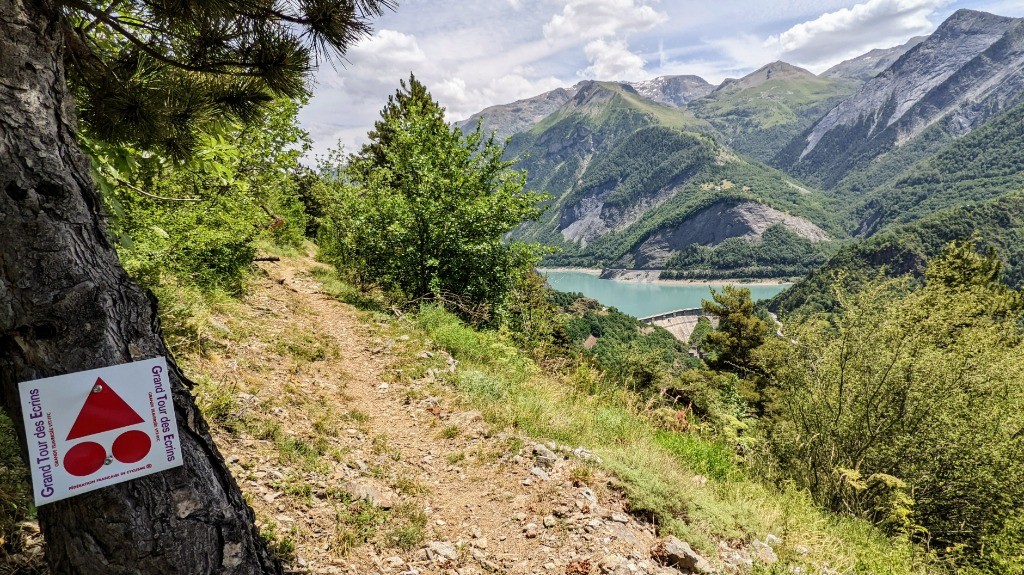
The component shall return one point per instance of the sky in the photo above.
(475, 53)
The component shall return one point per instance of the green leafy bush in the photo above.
(921, 387)
(422, 211)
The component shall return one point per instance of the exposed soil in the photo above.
(494, 502)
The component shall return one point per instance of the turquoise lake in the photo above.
(643, 299)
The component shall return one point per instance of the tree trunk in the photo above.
(67, 305)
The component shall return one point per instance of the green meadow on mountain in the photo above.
(371, 372)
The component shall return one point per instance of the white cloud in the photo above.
(849, 32)
(611, 60)
(589, 19)
(377, 64)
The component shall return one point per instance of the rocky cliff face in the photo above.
(713, 225)
(674, 90)
(869, 64)
(967, 72)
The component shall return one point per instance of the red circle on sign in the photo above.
(85, 458)
(131, 446)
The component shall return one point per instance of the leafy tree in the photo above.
(739, 329)
(426, 209)
(158, 75)
(905, 406)
(197, 222)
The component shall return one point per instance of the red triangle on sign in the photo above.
(103, 410)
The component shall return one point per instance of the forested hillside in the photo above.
(625, 172)
(905, 250)
(370, 376)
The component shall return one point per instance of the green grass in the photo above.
(690, 485)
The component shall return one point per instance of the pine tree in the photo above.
(155, 74)
(739, 330)
(429, 208)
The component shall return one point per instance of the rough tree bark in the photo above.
(67, 305)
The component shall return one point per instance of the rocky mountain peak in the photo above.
(869, 64)
(673, 90)
(775, 71)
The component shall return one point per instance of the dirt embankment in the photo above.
(317, 414)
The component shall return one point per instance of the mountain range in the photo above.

- [What you should do]: Copy exactly the lines above, from the one containing "triangle on sign in the photo above." through the very last line.

- [Task answer]:
The component shall return one point per instance of the red triangle on sign in the photo above.
(103, 410)
The component shall return one point per instance of the forested hillside in the photo above.
(625, 172)
(905, 250)
(370, 376)
The component shall return one point per instance of the green grass in the photo above.
(690, 485)
The component shall return one point per instance of the pine tree in the photo above.
(155, 74)
(739, 330)
(429, 208)
The component shall return one point per instance of the rough tree bark in the photo above.
(67, 305)
The component shall return one point per instance of the rocky mountain peak in the photo above.
(869, 64)
(673, 90)
(775, 71)
The component shall return one point per instance of the dirt embankment in the photo above.
(317, 414)
The component shall return one point per instance of the mountain range in the photo above.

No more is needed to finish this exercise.